◆ **Stated goal**
Write each line exactly, from the line that holds "In the photograph above, where can the dead" through the final line of the material, and no other line.

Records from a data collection
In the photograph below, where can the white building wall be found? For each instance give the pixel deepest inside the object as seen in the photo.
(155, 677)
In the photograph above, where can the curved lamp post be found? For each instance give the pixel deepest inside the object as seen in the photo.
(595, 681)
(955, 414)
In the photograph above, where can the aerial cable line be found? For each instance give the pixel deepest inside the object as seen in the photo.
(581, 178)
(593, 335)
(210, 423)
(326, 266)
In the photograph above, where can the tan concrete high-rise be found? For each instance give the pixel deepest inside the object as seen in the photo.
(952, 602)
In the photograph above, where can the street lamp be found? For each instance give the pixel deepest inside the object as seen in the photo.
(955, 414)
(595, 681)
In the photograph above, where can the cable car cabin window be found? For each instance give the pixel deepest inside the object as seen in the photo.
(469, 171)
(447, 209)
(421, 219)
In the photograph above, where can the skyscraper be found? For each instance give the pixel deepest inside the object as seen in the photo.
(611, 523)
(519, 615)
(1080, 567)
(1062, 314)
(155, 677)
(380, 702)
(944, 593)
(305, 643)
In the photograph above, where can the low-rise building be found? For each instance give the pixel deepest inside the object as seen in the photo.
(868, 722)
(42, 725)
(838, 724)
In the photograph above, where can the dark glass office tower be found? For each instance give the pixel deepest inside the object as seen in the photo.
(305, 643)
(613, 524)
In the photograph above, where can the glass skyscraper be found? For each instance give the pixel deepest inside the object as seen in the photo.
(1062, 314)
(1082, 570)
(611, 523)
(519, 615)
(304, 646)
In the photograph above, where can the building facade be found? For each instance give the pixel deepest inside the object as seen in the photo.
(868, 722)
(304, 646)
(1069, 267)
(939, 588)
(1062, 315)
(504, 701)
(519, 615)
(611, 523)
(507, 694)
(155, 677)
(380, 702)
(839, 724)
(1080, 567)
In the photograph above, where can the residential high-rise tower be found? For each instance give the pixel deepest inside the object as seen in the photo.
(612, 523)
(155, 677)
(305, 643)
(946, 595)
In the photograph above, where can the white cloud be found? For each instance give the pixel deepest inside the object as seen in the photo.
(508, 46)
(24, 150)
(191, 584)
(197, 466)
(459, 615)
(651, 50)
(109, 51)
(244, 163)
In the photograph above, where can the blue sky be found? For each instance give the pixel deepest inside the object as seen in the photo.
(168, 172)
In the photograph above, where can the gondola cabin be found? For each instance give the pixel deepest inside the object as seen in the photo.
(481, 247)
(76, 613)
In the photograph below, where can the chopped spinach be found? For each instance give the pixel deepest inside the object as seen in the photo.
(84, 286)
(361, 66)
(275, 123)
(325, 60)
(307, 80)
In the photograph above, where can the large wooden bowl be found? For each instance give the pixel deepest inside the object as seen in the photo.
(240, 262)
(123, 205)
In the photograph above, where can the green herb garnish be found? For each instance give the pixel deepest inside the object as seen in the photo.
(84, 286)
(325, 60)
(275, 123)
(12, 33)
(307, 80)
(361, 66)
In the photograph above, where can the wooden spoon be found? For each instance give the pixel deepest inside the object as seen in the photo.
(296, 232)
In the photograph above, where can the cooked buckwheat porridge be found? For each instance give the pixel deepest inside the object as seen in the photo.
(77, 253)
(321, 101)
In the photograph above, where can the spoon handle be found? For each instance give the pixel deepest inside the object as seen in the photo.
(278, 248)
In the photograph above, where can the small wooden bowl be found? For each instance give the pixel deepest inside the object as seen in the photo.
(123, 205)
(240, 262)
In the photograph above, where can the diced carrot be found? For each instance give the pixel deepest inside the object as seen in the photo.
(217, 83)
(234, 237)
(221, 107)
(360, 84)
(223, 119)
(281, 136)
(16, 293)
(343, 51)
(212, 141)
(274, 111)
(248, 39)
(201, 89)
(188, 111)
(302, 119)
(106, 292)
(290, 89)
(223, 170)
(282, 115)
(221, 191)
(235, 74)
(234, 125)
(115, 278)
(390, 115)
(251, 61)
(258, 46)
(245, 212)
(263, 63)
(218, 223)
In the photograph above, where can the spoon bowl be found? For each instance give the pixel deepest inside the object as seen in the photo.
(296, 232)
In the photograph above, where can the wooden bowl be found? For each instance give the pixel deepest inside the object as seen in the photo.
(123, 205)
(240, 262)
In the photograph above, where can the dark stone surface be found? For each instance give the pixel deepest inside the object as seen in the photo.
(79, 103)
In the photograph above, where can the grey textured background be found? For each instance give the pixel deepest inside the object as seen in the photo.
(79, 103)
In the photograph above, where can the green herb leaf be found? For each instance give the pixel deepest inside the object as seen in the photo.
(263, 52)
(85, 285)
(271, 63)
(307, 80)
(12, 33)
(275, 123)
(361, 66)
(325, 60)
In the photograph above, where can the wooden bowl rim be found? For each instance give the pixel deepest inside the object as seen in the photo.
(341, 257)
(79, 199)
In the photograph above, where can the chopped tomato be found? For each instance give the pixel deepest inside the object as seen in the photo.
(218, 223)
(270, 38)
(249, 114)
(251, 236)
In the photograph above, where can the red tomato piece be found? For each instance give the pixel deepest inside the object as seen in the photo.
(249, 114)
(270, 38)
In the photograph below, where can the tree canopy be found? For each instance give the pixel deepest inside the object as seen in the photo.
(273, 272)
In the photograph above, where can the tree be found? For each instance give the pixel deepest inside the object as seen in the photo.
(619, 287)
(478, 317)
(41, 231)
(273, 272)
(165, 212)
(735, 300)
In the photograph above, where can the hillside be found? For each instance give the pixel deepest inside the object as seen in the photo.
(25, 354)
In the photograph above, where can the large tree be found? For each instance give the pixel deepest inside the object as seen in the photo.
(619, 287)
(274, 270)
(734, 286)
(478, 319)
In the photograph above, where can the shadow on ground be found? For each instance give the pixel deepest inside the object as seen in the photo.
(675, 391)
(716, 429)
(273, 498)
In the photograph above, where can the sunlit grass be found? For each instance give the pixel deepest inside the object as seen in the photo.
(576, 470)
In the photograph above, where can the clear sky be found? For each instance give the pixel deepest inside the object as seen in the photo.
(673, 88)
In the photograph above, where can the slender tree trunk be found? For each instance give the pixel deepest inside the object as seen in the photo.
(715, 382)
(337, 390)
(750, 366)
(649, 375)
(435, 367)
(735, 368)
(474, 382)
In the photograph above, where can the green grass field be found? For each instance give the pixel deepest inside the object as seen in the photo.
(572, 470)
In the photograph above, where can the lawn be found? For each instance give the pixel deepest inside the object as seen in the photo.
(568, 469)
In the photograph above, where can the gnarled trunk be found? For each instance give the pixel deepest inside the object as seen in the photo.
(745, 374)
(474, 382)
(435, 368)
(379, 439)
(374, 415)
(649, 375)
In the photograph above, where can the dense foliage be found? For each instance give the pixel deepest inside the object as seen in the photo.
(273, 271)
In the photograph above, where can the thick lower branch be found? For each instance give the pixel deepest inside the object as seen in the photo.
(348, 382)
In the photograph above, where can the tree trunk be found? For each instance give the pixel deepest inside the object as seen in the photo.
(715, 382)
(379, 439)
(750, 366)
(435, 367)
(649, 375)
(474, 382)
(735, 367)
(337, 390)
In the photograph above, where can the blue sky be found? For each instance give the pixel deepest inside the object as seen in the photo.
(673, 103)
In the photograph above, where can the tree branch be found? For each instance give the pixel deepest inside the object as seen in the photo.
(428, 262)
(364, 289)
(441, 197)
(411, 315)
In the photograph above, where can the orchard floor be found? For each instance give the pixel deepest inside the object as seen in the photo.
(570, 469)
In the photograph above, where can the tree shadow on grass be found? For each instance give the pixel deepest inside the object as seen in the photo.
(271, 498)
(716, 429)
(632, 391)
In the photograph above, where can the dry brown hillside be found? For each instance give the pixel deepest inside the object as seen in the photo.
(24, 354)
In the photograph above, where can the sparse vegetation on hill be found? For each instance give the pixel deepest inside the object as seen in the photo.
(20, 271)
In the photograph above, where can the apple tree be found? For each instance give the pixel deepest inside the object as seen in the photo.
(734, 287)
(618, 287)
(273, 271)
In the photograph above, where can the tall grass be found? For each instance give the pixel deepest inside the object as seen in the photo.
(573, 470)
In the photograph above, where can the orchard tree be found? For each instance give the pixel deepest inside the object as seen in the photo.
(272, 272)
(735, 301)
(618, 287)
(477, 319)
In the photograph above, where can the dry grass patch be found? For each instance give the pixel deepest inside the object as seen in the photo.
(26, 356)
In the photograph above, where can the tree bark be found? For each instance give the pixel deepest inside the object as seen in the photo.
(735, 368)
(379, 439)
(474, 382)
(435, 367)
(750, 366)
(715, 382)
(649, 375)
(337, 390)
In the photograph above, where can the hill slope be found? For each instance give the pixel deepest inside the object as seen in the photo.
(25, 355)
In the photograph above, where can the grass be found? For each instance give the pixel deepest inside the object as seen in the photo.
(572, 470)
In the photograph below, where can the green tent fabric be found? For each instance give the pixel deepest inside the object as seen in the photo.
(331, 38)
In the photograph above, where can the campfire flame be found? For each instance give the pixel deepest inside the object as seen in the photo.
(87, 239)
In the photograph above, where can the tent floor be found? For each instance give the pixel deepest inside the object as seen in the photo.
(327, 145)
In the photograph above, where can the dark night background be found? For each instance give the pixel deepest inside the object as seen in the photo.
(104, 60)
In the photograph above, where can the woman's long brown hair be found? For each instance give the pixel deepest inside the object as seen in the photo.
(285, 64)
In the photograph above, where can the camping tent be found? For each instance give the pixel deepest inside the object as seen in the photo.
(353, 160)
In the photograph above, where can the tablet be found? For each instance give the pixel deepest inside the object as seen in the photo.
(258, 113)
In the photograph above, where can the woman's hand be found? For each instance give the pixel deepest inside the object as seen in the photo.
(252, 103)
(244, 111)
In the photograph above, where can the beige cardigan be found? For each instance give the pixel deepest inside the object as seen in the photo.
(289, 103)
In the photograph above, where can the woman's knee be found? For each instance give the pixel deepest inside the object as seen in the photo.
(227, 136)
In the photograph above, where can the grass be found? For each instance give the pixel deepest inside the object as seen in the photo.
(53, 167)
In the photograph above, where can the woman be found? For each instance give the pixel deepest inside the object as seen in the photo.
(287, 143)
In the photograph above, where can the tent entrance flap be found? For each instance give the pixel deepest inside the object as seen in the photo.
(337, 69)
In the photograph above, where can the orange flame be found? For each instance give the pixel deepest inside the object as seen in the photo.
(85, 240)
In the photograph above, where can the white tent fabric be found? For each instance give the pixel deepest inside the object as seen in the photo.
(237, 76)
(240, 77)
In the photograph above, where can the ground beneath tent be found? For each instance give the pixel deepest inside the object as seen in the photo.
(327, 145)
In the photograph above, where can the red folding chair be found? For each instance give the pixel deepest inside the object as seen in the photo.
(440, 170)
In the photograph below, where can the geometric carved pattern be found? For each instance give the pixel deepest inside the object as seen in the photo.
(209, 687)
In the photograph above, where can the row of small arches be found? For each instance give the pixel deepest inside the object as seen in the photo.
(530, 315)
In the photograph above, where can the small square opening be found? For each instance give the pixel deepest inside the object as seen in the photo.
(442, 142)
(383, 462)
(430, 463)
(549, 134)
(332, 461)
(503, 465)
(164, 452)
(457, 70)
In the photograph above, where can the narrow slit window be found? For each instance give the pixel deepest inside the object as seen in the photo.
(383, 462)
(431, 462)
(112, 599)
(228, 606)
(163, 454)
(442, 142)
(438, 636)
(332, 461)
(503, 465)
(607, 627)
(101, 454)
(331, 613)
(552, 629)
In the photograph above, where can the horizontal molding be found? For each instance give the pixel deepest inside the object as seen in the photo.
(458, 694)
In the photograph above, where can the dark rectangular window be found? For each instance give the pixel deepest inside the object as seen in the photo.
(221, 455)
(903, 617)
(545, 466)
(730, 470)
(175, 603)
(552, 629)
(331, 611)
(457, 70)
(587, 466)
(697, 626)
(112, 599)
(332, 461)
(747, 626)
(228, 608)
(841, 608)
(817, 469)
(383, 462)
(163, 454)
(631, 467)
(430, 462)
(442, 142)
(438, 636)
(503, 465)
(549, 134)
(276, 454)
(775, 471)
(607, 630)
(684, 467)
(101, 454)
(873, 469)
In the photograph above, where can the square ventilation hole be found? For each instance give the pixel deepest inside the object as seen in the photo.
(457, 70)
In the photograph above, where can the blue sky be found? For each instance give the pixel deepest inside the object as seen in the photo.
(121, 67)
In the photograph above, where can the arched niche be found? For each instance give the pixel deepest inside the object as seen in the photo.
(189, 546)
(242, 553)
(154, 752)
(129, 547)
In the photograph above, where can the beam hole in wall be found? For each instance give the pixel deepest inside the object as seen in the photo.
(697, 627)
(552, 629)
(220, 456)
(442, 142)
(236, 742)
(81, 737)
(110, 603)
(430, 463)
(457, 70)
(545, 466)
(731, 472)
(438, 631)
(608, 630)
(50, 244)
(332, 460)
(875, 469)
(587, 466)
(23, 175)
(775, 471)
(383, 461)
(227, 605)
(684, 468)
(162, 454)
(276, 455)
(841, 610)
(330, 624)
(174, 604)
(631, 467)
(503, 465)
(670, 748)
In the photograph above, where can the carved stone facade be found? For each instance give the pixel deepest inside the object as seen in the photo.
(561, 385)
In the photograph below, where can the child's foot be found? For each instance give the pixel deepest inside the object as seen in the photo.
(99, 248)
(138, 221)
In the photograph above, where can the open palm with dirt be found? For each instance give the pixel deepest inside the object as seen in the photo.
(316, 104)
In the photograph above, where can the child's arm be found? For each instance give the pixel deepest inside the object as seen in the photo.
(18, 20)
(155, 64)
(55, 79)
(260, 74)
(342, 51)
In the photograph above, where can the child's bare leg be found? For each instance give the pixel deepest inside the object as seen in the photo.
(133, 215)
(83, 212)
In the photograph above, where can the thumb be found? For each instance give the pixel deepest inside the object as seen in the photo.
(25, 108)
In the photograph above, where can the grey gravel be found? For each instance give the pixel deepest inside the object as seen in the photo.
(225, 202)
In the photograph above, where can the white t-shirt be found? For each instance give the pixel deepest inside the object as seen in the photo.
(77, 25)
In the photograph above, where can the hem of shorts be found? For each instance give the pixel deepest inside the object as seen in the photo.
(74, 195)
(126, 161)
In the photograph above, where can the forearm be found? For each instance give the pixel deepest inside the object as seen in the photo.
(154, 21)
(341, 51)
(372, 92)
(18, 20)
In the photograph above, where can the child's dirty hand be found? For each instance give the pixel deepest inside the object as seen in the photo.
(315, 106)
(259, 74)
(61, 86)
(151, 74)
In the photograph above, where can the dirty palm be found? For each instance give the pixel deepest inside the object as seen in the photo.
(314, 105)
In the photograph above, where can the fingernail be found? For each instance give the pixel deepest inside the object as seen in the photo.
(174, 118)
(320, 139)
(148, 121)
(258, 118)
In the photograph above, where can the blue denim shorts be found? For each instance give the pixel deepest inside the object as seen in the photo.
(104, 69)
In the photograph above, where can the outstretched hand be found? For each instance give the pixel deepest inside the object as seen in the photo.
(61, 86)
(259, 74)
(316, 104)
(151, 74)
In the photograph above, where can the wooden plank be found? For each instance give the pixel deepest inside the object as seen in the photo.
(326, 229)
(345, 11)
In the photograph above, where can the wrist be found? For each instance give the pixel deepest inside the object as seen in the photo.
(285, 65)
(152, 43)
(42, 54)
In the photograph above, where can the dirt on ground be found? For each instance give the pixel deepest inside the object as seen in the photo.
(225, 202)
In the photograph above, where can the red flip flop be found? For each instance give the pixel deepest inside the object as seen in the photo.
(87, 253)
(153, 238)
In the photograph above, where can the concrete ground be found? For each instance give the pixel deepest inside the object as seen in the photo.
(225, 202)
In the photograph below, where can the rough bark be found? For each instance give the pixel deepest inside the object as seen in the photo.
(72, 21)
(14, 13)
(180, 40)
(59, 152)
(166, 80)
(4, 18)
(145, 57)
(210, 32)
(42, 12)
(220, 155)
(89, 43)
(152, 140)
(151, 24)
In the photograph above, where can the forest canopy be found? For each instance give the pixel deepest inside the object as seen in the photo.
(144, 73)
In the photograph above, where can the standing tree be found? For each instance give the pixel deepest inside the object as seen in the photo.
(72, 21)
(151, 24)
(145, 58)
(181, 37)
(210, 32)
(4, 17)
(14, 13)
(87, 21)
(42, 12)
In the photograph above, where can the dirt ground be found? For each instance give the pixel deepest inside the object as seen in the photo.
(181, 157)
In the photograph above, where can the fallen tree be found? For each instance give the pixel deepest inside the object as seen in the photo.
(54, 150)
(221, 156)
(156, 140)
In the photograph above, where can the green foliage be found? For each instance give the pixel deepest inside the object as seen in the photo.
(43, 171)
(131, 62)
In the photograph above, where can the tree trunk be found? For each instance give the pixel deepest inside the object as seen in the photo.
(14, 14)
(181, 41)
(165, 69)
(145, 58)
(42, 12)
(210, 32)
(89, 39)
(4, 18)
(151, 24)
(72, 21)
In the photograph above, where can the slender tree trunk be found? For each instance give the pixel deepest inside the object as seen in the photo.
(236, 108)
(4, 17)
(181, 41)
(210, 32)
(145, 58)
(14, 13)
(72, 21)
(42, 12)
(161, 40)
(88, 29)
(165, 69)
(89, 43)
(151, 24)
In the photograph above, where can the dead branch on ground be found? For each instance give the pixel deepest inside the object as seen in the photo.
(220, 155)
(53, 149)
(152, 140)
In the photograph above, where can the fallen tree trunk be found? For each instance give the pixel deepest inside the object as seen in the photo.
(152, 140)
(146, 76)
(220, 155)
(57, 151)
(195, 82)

◆ **Result**
In the photograph above, where can the dead branch on ground be found? For each instance give the pixel deepest inside the object as seen in the photo.
(220, 155)
(53, 149)
(152, 140)
In the photograph above, where can the fallen tree trunk be found? For each instance give the pixel deepest inside the object as seen in the photo.
(152, 140)
(146, 76)
(220, 155)
(57, 151)
(195, 82)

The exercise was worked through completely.